#### TASK ITEM:
Resume the piece about excess garden chives where it stops, carrying on from its last sentence.

#### TEXT FOR ANALYSIS:
╭──

Things to do with chives plus a surprise
Chives past their pretty stage
As I've mentioned before, I have happy chives. Come early spring, these chives burst forth with new growth before most everything else. All it takes is a few moments outside with scissors and I'm ready to sprinkle my scrambled eggs with chivy goodness. I've gone so far as to stop growing green onions and use chives instead. Unfortunately (or perhaps fortunately), since they tend to spread, the amount of chives currently growing is way more than the amount of chives I use. So what should I do with my excess chives?
Digging all but one small clump up and adding them to the compost pile appeared to be the winning solution for a while – but I never got around to it (occasionally laziness pays off).
With their puff balls of purple on stalks of green, chives do have their moment of beauty. And as soon as they bloom, they are swarmed with pollinators which I consider a good thing. But, their flowers don't last long, soon they dry out and resemble yellowed tissue paper – not so pretty.
A few days ago I went out to dead head the chives with the hope that I'd get more harvestable leaves. With the first flower plucked, little black chive seeds spilled out (into my strawberry patch so no doubt I'll be weeding out new chive plants later). I have no need to start chives from seed as they easily divide into new plants, but come mid-winter I like to grow sprouts and chives make lovely sprouts. Their seeds are only viable for a year or so and often hard to come by for sprouting purposes.

╰──

#### INPUT DATA:
╭──

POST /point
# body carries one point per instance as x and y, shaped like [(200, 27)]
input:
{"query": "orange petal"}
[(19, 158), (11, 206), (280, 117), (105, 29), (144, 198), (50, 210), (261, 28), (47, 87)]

╰──

#### YOUR RESPONSE:
The black chive seeds are ready to be shaken out
By the fist-full, I shook the flowers over a large bowl resulting in 75g of seeds (ironically, my last bag of chive seeds for sprouting was 75 g). Now I'm set for a winter of chive sprouts – and I'm still hoping they will put out new green growth for me to harvest.
Now for the surprise:
A baby goldenrod crab spider amongst the chive seeds
It also turned out that the chive patch was home to lots of little spiders. I kept having to stop shaking chive flowers to rescue spiders out of the bowl, then I spotted an adult – a goldenrod crab spider laying in wait for an unsuspecting honey bee. She was one of the prettiest spiders I've seen in the yard and patient enough to let me get some good photographs.
An adult goldenrod crab spider (probably female) waiting for pollinator prey
This is not the mother of the little spiders I found as after a female lays her eggs she stands guard over them, without eating, until she drops dead. As a cool piece of trivia, depending on the flower a goldenrod crab spider is waiting in ambush on, they can change colour between white and yellow, albeit much slower than a chameleon changes colour as the yellow pigments have to be fabricated taking 10 to 25 days.